_Directions_
1. In the geocoding text, what is the second improvement made to the queries?
2. Repeat the geocoding text word for word, starting at "A second improvement" and ending at "df=pd.read_csv('cleanDataFromTwitter.txt')".

# Geocoding data with Python and Open Street Map - Improved version for multiple repeated queries

Nominatim only allows a limited number of queries and when you have a large dataFrame to geolocate you may not be able to do it because you are sending to many requests and Nominatim stops responding (even worse, it blocks you from sending any queries for a few hours).
Our current code, not only interrogates Nominatim for each row in the dataFrame irrespective of the fact that locations are repeated several times in the table, but it also interrogates Nominatim twice for each row, once to get the longitute and one to get the latitude.
We will fix this problem by doing the following:

- first we create a dataFrame containing only and all the individual locations
- then we send Nominatim queries only once per location and geocode each location
- finally, we merge the information about the geocoding in our original dataFrame

A second improvement is to pass our email as a parameter of the query. This tells Nominatim that we are not a robot, making it less likely that we end up being black-listed

In [None]:
import pandas as pd
import requests
import json

# url to access geolocation data
url = 'https://nominatim.openstreetmap.org/search'

In [None]:
# Read the csv file with the clean Twitter data
df=pd.read_csv('cleanDataFromTwitter.txt')

_Recorded data_

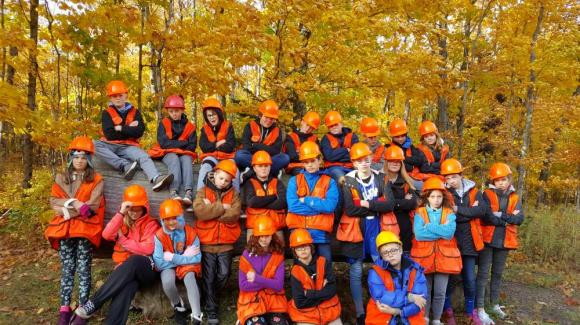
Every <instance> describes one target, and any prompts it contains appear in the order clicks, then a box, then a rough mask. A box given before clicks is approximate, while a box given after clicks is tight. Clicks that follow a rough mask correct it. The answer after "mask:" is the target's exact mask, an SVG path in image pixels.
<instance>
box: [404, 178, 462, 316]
mask: <svg viewBox="0 0 580 325" xmlns="http://www.w3.org/2000/svg"><path fill="white" fill-rule="evenodd" d="M421 199H422V202H423V203H422V204H421V207H419V208H418V209H417V211H416V214H415V218H414V223H413V230H414V233H415V239H413V247H412V248H411V257H412V258H413V259H414V260H415V261H417V262H418V263H419V264H421V266H422V267H423V268H424V269H425V274H427V289H428V290H427V292H428V293H429V294H428V297H427V304H426V308H425V320H426V323H429V313H430V312H431V313H432V317H433V318H431V319H432V320H433V321H432V322H431V324H433V325H440V324H441V314H442V313H443V304H444V303H445V291H446V290H447V282H448V280H449V274H459V273H460V272H461V267H462V265H461V254H460V253H459V249H458V248H457V242H456V241H455V238H454V237H453V234H454V233H455V214H454V213H453V210H452V209H451V202H449V198H448V193H447V191H446V190H445V185H444V184H443V181H442V180H441V179H439V178H438V177H431V178H429V179H427V180H426V181H425V184H424V186H423V190H422V195H421Z"/></svg>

_Answers_
1. Passing your email as a parameter of the query.

2.
A second improvement is to pass our email as a parameter of the query. This tells Nominatim that we are not a robot, making it less likely that we end up being black-listed

In [None]:
import pandas as pd
import requests
import json

# url to access geolocation data
url = 'https://nominatim.openstreetmap.org/search'

In [None]:
# Read the csv file with the clean Twitter data
df=pd.read_csv('cleanDataFromTwitter.txt')